# Whos really coaching this team??



## truth (Jul 16, 2002)

Am i the only one wondering why Frank Williams is starting and playing so well,exactly coinciding with Thomas's arrival??

Was it a direct mandate from Thomas to start Williams??

I can just hear the closet layden lovers whispering that it was layden who assembled this team and put the players in place should the Knicks turn it around under Thomas..

Is coach Chaney really the one who hurt layden by not playing Williams??


----------



## DaBiGjImMy (Jun 19, 2003)

i was wondering the same thing truth, somehow i feel that chaney is just a puppet of thomas right now and he is doing whatever isaiah says so that he doesn't lose his job......


----------



## Rashidi (Oct 2, 2003)

An inexperienced backup PG is not the savior of the Knicks.

I have been saying for how long to WAIT FOR THE END OF DECEMBER. You know, when I talk about the Knicks' tough schedule? I always say wait for them to start racking up wins against cupcake teams, teams the Knicks would not play until the end of December.

Well, they went on a 4 game win streak against those same cupcake teams I was referring to.

But nah, let's give 100% credit to a GM and a backup PG. I'd like to see how many wins the Knicks average against the Lakers/Spurs/Pacers with Thomas as GM instead of Layden before people crow about how great they are. The Knicks won games they were supposed to win. Regardless of who their starting PG and GM were.


----------



## truth (Jul 16, 2002)

*HEEEEEEEs back*

happy new year rashidi...

the board deperately needed your voice of dissension...:laugh: 

who is the inexperienced backup point guard you speak of??

Howard Eisly?????? Charlie Ward????? M Norris????















:sour: :sour: :sour:


----------



## Rashidi (Oct 2, 2003)

> who is the inexperienced backup point guard you speak of??


Use your noodle.


----------



## truth (Jul 16, 2002)

rashidi,you are a stats man....what the record without Frank Williams starting,and whats the record with him starting..Oh that right,you dont care about win/lost records....

yould rather analyse Howard eislys assist to turnover ratio......


----------



## Rashidi (Oct 2, 2003)

The Knicks have played a whopping 3 games with Williams in the starting lineup, all against cupcake teams. Maybe you should wait a month or two before basing your judgement on a one week stretch of play. Williams isn't going to be shooting 50+% all season long.


----------



## Medvedenko4Life (Dec 29, 2003)

So how bout that John Ameachi?


----------



## Rashidi (Oct 2, 2003)

> So how bout that John Ameachi?


He's getting waived tomorrow.


----------



## truth (Jul 16, 2002)

What is it you have against Frank Wiliams that makes you so stubborn???

Is it so hard to say...Dam,the guy proved me wrong..We really looked good with him starting

Having an opinion and being incorrect is no big deal....Sticking to your guns when you are clearly wrong(yes,for 4 games),is questionable...

And to be honest,and it is my judgemnt call,anything is better than Eisly...I can live with Ward...

Since you 
know Williams will not be shooting 50% all year long,should he not be starting??

And if not,just how does one develop a rookie on a losing team.Or a team that loses when he doesnt start


----------



## knicksfan (Jan 4, 2003)

(Problem requirements): Please reproduce word for word the stretch of the Knicks forum thread from "## DaBiGjImMy (Jun" through "until the end of December.".

Records from a collection:

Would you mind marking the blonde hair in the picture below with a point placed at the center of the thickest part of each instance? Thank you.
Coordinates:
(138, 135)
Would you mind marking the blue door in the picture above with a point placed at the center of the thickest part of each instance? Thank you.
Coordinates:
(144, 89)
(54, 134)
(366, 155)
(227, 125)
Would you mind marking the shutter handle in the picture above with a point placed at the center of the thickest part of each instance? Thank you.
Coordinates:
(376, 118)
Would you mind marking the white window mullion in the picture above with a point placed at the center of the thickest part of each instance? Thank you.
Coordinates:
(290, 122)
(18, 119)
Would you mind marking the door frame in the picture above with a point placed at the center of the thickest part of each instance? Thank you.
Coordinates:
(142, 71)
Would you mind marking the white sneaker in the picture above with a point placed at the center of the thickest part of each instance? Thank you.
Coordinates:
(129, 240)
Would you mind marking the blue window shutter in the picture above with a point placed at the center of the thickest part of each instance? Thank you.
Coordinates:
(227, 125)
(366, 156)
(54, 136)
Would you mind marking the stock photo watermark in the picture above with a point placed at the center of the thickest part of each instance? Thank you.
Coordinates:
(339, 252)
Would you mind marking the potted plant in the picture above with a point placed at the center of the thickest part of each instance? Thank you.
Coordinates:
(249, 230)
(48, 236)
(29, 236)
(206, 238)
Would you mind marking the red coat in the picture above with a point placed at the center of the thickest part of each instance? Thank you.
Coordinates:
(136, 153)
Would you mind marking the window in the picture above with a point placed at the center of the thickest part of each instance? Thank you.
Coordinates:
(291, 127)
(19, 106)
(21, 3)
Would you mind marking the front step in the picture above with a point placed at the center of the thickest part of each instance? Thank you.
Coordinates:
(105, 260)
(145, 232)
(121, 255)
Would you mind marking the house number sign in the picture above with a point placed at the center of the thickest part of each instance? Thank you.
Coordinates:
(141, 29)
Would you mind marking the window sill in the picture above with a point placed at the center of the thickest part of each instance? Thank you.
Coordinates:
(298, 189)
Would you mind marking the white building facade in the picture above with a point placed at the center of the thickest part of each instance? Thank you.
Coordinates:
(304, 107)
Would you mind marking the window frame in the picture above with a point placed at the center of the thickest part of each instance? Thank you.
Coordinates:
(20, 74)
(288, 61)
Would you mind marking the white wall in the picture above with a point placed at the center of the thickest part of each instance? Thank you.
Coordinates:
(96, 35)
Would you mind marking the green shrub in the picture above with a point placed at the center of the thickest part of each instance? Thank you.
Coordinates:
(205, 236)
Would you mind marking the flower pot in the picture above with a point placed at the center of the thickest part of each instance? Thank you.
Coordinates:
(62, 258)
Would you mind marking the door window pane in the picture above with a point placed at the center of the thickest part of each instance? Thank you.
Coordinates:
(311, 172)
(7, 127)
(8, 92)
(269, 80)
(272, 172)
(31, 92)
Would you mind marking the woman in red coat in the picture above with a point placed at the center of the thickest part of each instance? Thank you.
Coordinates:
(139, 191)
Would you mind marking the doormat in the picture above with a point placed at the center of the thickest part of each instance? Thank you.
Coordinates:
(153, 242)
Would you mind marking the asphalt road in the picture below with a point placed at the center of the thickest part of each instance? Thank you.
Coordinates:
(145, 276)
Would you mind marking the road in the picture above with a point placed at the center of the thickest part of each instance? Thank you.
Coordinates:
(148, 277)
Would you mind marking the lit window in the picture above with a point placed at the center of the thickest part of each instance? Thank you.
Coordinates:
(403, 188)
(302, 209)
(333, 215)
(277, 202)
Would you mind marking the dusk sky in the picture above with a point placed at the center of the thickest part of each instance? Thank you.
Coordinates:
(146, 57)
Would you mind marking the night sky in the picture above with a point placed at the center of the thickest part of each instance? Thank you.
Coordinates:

(Worked answer):
## DaBiGjImMy (Jun 19, 2003)

i was wondering the same thing truth, somehow i feel that chaney is just a puppet of thomas right now and he is doing whatever isaiah says so that he doesn't lose his job......


----------



## Rashidi (Oct 2, 2003)

An inexperienced backup PG is not the savior of the Knicks.

I have been saying for how long to WAIT FOR THE END OF DECEMBER. You know, when I talk about the Knicks' tough schedule? I always say wait for them to start racking up wins against cupcake teams, teams the Knicks would not play until the end of December.